** WHAT TO DO **
Copy, from the data below, every line that has "siding" in it.

• • • • • • •

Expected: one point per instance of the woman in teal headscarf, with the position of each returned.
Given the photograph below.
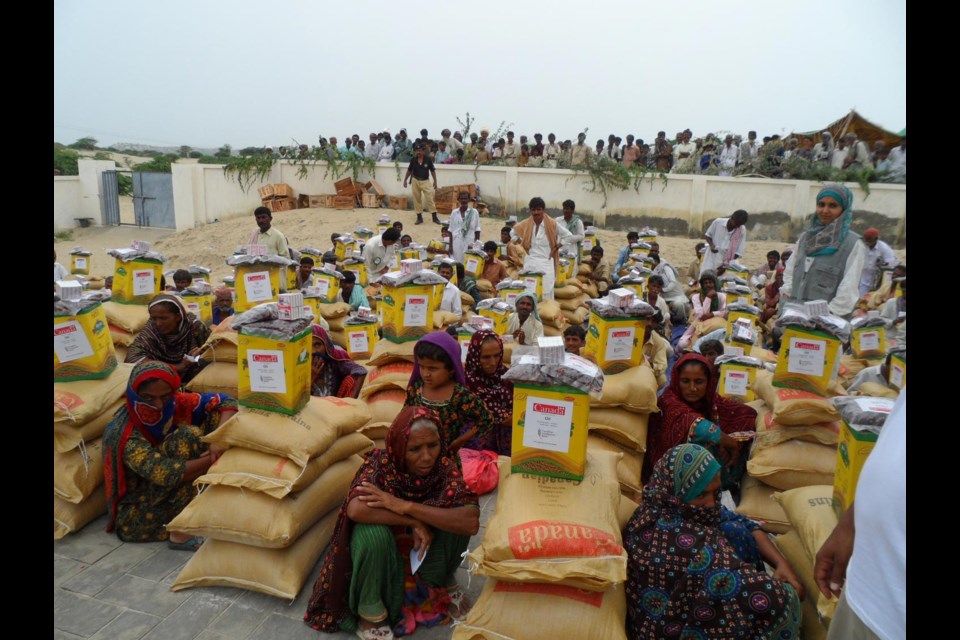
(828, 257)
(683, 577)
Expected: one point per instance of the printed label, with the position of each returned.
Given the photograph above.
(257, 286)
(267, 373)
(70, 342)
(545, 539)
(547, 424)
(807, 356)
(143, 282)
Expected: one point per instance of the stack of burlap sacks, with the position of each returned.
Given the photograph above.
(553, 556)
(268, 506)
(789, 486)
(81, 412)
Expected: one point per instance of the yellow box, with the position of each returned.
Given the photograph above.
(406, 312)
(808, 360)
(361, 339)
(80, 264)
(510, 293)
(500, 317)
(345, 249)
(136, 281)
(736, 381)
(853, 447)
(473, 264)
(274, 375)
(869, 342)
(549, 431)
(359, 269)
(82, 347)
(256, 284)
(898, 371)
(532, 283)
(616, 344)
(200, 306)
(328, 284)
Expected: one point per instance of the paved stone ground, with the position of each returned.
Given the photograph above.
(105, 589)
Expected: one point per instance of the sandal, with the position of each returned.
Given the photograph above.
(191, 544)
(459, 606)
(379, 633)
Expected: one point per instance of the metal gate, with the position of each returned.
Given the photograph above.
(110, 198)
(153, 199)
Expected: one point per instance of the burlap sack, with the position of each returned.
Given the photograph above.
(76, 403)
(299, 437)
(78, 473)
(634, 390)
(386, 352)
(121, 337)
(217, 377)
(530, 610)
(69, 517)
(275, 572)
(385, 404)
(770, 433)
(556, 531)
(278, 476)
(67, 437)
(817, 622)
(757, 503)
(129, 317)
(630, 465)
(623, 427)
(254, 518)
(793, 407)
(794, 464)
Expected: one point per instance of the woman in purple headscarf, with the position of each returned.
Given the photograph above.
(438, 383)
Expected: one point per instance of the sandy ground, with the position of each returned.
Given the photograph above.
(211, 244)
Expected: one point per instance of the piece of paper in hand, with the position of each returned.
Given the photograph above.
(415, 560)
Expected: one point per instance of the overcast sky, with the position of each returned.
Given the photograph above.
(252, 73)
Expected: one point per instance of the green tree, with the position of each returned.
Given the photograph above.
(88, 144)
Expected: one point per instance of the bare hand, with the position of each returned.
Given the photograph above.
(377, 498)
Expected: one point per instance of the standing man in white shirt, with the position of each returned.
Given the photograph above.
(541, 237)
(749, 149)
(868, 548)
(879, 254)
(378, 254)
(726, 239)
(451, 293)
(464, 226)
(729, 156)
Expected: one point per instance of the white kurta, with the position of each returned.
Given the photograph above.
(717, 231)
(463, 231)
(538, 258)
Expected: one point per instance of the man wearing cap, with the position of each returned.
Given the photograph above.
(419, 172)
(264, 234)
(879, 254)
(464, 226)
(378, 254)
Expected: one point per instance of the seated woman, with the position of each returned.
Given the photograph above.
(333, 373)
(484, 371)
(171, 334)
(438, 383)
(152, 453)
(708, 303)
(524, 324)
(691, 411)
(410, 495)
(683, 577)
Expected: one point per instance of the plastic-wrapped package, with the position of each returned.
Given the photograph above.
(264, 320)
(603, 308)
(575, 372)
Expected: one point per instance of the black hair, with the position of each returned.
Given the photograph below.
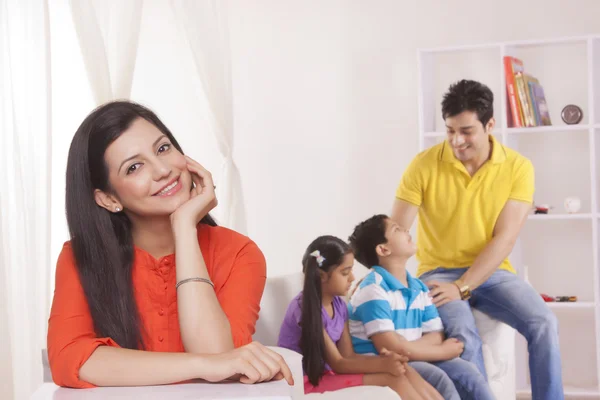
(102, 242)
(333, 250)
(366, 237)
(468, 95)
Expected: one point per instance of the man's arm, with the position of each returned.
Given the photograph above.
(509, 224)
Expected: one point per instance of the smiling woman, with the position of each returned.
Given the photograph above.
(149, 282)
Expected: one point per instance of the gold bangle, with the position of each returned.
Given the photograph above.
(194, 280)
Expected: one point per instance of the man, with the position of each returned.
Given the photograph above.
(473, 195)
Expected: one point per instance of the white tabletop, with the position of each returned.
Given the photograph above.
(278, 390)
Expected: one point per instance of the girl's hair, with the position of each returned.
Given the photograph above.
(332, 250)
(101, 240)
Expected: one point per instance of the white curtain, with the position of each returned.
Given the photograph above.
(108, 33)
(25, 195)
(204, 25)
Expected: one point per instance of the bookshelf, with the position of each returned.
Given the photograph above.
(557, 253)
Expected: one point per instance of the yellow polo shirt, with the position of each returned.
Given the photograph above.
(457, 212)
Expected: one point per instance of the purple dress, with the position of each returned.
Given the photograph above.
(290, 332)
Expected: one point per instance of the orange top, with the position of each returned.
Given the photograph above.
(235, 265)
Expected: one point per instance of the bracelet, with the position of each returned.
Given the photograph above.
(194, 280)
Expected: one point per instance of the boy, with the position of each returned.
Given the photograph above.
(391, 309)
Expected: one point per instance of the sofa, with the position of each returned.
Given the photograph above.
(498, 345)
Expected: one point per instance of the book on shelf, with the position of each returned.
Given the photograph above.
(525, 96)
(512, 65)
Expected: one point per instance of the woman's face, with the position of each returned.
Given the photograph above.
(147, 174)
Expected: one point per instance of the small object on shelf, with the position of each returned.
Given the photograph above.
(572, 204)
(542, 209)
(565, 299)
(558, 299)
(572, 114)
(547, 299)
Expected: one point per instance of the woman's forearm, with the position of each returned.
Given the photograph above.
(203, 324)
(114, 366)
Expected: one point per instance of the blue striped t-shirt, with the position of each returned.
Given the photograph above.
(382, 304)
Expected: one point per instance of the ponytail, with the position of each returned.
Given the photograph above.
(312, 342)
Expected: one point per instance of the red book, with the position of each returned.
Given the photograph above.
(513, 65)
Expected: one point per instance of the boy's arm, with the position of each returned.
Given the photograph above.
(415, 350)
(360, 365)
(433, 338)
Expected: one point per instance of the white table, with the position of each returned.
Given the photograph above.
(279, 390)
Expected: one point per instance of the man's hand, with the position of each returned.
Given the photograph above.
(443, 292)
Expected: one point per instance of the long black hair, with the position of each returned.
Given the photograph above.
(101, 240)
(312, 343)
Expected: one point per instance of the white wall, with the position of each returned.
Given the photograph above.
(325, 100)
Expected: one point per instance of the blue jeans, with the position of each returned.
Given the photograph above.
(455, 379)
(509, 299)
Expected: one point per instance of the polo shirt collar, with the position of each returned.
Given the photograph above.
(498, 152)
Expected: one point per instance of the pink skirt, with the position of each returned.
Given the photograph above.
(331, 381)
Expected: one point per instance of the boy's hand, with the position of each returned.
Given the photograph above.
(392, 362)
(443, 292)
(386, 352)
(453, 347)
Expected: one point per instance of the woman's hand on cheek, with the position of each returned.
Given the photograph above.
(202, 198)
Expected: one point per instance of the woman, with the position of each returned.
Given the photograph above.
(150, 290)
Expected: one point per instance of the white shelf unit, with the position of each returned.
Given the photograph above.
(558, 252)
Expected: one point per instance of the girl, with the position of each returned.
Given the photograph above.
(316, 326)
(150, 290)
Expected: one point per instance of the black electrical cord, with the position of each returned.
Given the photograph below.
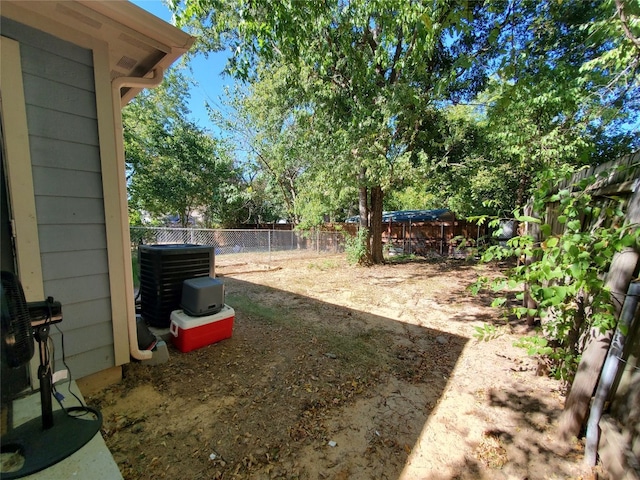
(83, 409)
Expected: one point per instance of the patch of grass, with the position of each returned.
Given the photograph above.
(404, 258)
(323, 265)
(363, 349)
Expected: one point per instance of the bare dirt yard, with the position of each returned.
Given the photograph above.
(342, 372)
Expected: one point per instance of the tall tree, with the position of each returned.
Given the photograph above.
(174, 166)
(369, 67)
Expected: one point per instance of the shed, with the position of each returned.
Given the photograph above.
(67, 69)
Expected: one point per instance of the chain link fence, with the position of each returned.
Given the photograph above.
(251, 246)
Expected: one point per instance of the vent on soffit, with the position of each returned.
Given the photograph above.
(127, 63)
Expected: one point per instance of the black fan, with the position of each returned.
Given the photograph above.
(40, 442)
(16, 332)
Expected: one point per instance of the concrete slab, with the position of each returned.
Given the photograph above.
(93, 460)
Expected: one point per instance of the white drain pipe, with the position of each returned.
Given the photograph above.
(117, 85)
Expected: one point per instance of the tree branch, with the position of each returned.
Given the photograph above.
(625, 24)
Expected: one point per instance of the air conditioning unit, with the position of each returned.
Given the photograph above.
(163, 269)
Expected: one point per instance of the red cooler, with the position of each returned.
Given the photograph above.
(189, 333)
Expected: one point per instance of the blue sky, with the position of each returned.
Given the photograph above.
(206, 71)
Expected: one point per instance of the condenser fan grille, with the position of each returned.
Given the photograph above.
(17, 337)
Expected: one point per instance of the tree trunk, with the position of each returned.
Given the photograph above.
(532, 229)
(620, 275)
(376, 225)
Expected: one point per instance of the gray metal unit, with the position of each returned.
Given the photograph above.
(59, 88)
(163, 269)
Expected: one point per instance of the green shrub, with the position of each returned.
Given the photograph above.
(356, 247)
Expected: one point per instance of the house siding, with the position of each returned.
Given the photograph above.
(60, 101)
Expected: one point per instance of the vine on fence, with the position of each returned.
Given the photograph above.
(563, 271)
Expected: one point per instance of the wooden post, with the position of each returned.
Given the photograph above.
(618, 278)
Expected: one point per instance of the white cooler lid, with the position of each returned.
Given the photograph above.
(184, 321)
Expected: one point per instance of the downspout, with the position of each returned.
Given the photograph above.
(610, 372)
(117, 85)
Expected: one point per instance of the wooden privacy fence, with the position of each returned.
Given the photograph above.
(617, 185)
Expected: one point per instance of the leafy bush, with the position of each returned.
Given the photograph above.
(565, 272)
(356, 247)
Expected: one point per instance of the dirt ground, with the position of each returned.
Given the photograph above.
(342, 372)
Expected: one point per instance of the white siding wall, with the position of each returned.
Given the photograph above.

• • • • • • •

** EXERCISE RESPONSE **
Expected: one point per instance of the house siding, with the position of each returned.
Expected: one point per instance of the white siding wall, with the position of each returned.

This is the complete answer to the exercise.